* [OBJECTIVES]:
A - Please list every poker player mentioned by name in the poker tournament report below.
B - Write the next part of the poker tournament report below, picking up after its final sentence.

Lendvai now has nearly $2.4 million in career earnings, with this latest victory being his third-largest score yet. In 2011 he finished third in the European Poker Tour Grand Final main event for $816,327. The year before that he had taken down an Italian Poker Tour tournament for $311,000.

The big turnout for this event, which ran over the course of four days, resulted in the top 737 finishers making the money. A number of highly accomplished players made deep runs in this event, including two-time bracelet winner Eric Baldwin (111th – $2,436), 2019 WSOP main event seventh-place finisher Nicholas Marchington (15th – $14,119), and four-time bracelet winner Jeremy Ausmus (14th – $14,119).

The final day began with just seven players remaining and Alex Jim in the lead. Lendvai was the shortest stack coming into day 4, with just eight big blinds to play with when cards got back in the air.

* [SUPPLIED DATA]:
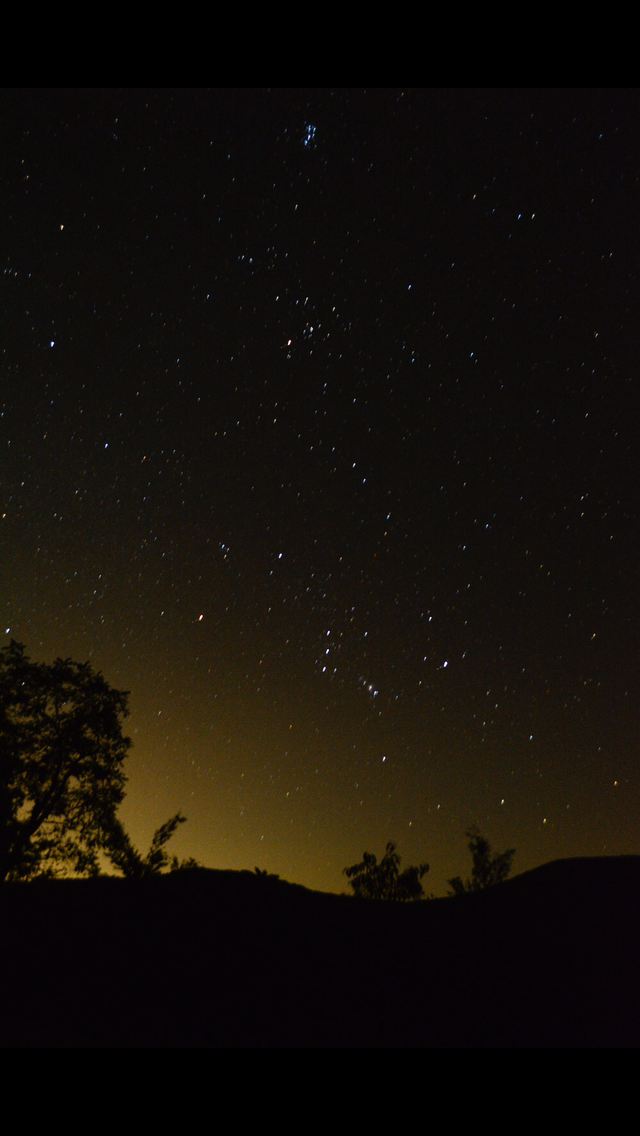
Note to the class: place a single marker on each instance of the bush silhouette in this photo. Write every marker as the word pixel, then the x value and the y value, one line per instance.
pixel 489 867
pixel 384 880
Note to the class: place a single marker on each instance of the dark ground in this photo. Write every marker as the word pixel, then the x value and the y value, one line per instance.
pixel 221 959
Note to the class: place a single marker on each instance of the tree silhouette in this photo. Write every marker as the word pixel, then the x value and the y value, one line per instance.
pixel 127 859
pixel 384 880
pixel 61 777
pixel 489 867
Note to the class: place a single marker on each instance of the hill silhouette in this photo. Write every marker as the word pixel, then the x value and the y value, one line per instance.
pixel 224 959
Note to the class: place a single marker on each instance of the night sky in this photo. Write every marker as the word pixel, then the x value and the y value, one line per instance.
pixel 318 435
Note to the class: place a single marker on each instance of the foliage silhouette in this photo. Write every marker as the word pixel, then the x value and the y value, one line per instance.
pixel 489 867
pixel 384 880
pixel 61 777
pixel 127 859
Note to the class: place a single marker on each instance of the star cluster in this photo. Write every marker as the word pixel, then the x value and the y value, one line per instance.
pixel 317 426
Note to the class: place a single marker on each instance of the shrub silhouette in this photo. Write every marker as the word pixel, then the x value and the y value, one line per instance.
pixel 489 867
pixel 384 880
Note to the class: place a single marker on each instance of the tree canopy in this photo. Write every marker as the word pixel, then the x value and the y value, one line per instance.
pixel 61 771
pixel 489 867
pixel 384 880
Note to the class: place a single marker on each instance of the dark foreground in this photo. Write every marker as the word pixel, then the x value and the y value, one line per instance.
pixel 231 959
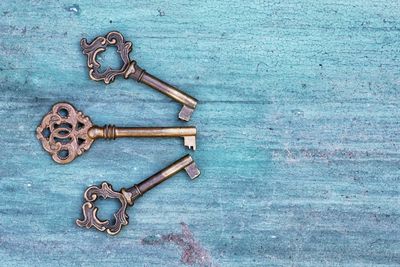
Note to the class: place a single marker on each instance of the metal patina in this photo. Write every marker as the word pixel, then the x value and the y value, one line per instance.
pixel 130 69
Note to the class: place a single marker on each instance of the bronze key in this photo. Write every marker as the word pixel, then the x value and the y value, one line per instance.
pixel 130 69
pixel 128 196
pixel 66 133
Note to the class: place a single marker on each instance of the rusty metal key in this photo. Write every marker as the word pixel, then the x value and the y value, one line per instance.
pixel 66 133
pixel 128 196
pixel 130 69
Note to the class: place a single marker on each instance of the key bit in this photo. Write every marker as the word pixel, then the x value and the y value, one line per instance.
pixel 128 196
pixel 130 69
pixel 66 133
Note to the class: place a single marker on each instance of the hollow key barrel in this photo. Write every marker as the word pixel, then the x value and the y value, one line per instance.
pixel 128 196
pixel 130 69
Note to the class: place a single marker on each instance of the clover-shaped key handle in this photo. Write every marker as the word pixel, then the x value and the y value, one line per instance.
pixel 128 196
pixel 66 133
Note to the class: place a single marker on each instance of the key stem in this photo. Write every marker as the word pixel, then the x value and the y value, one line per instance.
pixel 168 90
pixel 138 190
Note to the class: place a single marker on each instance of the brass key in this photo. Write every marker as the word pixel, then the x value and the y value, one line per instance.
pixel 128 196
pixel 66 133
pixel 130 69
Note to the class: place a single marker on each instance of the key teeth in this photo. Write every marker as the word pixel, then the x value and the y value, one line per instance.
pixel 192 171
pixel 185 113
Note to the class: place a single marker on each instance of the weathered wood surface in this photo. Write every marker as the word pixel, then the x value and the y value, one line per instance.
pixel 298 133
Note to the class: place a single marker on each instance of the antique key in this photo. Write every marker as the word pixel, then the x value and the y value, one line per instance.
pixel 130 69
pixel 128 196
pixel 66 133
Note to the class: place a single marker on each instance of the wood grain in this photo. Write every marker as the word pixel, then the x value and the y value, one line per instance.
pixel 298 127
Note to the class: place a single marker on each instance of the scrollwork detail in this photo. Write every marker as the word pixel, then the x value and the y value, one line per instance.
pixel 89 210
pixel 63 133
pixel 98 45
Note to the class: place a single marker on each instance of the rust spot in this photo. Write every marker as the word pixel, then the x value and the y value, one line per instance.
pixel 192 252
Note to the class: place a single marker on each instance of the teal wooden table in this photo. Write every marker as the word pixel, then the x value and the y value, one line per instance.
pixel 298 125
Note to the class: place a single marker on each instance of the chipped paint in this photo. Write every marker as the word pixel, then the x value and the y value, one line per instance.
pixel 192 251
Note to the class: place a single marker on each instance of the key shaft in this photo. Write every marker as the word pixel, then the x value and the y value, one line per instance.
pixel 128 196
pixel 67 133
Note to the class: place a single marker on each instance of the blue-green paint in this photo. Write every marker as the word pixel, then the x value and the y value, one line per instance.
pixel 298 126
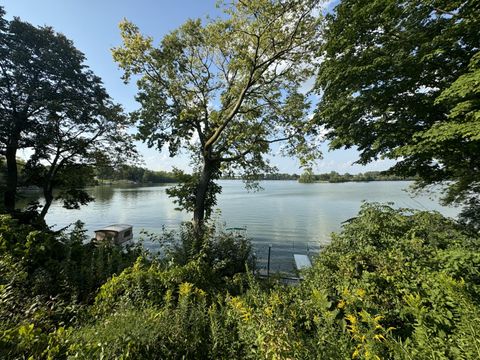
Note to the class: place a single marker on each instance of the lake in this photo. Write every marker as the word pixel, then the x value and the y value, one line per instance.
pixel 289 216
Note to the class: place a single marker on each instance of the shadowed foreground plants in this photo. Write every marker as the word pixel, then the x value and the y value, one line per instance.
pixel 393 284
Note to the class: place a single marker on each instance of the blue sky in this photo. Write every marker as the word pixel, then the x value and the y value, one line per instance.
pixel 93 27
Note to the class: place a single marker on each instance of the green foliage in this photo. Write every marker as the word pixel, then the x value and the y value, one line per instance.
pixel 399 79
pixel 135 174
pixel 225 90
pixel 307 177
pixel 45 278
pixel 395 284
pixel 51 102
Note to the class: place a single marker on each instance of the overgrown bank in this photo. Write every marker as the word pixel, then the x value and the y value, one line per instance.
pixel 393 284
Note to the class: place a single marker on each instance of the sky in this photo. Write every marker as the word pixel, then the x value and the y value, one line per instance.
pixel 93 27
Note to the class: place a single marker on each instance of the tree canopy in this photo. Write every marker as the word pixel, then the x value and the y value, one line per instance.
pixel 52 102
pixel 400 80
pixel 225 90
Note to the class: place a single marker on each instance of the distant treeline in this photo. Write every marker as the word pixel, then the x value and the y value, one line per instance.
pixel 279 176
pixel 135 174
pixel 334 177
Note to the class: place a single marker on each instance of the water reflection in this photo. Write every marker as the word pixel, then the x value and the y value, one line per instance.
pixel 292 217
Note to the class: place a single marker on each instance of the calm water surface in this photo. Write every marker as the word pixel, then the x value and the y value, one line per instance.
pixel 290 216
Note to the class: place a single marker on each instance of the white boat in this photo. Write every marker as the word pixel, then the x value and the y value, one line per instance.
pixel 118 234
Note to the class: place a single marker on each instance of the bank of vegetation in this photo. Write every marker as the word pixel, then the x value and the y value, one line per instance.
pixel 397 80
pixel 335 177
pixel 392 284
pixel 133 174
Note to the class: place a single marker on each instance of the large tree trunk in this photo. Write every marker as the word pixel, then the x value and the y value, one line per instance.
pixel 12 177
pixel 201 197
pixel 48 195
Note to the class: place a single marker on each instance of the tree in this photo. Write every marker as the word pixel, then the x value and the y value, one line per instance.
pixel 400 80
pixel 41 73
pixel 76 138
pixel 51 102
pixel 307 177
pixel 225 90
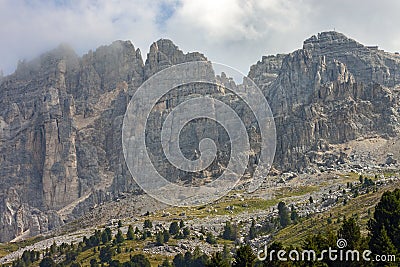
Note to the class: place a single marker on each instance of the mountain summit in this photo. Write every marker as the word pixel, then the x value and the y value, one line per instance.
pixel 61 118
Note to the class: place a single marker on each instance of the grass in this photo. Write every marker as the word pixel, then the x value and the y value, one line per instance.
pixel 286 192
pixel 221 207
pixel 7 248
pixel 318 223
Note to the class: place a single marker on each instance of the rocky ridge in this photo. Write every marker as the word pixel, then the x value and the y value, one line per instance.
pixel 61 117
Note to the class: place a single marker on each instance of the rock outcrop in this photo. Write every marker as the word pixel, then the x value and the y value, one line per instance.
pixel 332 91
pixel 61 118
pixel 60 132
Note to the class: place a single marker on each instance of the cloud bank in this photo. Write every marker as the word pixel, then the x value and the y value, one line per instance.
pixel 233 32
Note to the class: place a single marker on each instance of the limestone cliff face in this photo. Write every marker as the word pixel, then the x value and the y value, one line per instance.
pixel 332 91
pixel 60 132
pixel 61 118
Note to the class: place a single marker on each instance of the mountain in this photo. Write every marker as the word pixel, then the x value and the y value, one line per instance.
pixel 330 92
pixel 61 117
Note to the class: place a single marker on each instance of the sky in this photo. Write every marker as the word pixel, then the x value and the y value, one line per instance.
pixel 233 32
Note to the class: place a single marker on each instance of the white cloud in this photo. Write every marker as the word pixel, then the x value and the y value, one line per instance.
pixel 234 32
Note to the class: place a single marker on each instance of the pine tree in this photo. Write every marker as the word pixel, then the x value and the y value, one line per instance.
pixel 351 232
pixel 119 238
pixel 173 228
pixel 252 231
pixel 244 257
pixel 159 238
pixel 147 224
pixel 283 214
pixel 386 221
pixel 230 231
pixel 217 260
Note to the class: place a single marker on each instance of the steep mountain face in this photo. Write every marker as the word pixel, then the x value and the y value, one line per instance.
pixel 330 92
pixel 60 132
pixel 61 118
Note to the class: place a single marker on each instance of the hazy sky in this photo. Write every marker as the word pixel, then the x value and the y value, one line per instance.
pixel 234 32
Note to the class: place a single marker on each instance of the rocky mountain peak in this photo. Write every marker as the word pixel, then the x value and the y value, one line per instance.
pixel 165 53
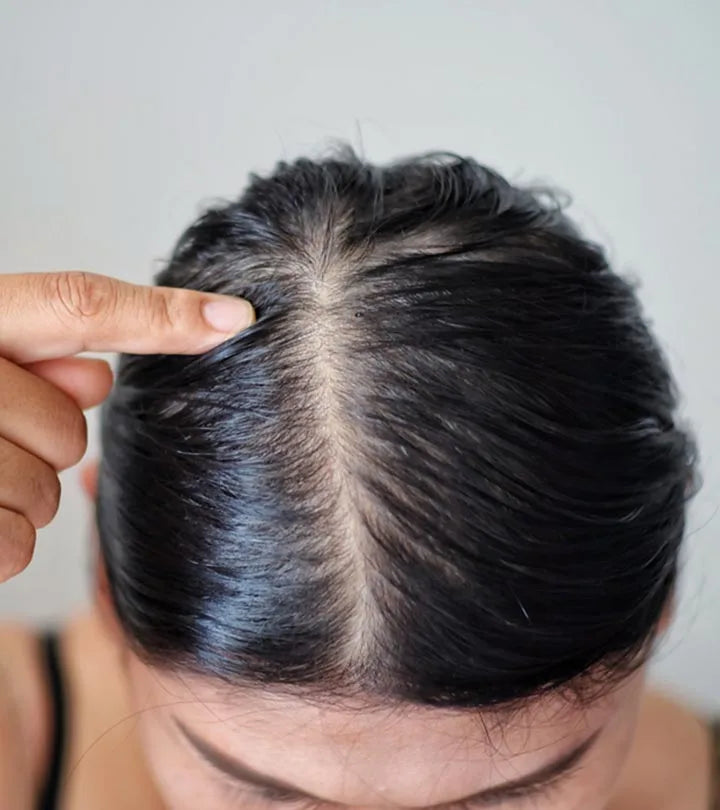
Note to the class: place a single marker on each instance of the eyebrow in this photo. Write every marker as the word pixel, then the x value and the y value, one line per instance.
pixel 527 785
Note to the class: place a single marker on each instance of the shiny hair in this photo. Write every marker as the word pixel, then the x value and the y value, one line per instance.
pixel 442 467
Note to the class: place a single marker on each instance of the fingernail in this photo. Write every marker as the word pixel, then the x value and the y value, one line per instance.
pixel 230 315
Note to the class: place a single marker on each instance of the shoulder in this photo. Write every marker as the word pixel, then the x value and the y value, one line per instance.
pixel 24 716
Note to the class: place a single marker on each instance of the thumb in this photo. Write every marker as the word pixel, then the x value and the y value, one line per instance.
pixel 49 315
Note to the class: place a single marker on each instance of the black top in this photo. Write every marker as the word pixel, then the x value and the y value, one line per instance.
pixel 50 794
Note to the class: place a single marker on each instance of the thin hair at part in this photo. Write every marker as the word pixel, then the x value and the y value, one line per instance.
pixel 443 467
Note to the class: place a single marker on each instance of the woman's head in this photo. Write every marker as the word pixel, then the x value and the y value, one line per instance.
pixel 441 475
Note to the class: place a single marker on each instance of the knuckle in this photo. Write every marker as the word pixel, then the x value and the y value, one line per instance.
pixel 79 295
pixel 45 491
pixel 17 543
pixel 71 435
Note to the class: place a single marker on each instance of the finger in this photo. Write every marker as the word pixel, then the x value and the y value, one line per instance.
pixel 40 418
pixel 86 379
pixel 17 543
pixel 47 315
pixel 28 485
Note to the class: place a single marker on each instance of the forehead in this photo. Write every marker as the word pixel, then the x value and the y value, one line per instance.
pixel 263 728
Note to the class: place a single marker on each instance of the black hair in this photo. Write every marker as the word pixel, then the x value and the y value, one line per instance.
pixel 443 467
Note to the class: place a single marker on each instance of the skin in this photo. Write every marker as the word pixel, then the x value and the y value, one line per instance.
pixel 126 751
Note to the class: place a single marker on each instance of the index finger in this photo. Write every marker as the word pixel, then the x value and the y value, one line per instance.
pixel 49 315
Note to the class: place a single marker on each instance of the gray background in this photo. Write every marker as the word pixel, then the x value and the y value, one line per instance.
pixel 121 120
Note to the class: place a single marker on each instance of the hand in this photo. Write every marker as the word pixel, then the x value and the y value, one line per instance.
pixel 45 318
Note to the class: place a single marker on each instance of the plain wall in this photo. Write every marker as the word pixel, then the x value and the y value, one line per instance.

* [OUTPUTS]:
A - Lendvai, Eric Baldwin, Nicholas Marchington, Jeremy Ausmus, Alex Jim

B -
Tsuf Saltsberg fell to the bottom of the leaderboard when his pocket aces were cracked by the A-10 of Frank Reichel in the early going. Saltsberg was eliminated shortly after that in seventh place ($46,347).

Lendvai doubled up through longtime online tournament grinder Jon Van Fleet to continue his clibm up the leaderboard. He then picked up pocket aces, which fared better for him than they did for Saltsberg, as they held up against the pocket queens of Abdullah Alshanti (6th – $60,196) to narrow the field to five.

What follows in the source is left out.